● Parts of the exercise:
[1] In the communication seminar, who designed the model of communication that the text calls probably the most familiar?
[2] Shorten the communication seminar's paragraph that begins "Scientists are studying communication all the time" to a single sentence that keeps its main points.

THE SEA CHANGE

Seminar 2: Communication

Everyone predicted that there would be a man on the moon. This was a simple deduction from the old ScientificWorld View. No one predicted that everyone would be watching it on television. This required an understanding of the new communications revolution.

This seminar will discuss the idea of Communication and what it means to live in a world that we cannot control, but can communicate with.


Table of Contents

Communication

Meaning Is Translation

Communication

The Message

Translation

 

COMMUNICATION

Perhaps the most controversial statement that I made in the last night was that there is no room in the old Scientific world view for communication. There are atoms and they move and they transfer energy, but they do not communicate.

Scientists are studying communication all the time. How can they do that if there is no room in the Scientific world view for it? The answer is that they recognize the phenomena, and they are trying to find the appropriate distortions that will allow them to cram it into the scientific world view.

What is communication and why is it such an unusual phenomenon?

Probably the most familiar model of communication is the one designed by Claud Shannon and Warren Weaver in their seminal book The Mathematical Theory of Communication.

Shannon (1964) comments:

"The fundamental problem of communication is that of reproducing at one point either exactly or approximately a message selected at another point. Frequently the messages have meaning; that is they refer to or are correlated according to some system with certain physical or conceptual entities." p.31

This is an extremely complicated diagram, and its implications are not immediately evident. It is, however, worth taking the time to examine, because its implications are revolutionary.

● Given data:
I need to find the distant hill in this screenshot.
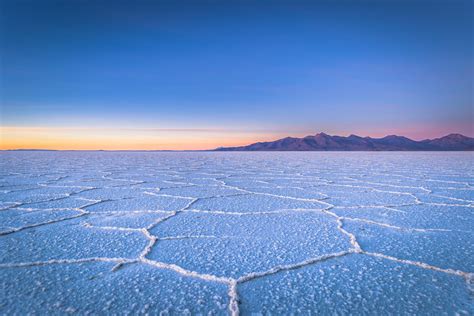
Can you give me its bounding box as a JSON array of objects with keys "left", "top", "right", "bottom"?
[{"left": 215, "top": 133, "right": 474, "bottom": 151}]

● Solutions to each task:
[1] Claud Shannon and Warren Weaver

[2] Scientists study communication constantly even though the Scientific world view has no room for it, because they recognize the phenomena and look for distortions that let them cram it into that view.